## Data for this task
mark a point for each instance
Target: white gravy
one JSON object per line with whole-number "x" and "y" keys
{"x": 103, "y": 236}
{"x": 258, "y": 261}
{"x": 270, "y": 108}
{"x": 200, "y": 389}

## Directions
Return the lines of each entry above without changing anything.

## Solution to this task
mark a point for each instance
Target: white gravy
one JSON object per line with whole-number "x" and "y" keys
{"x": 103, "y": 236}
{"x": 258, "y": 261}
{"x": 270, "y": 108}
{"x": 200, "y": 389}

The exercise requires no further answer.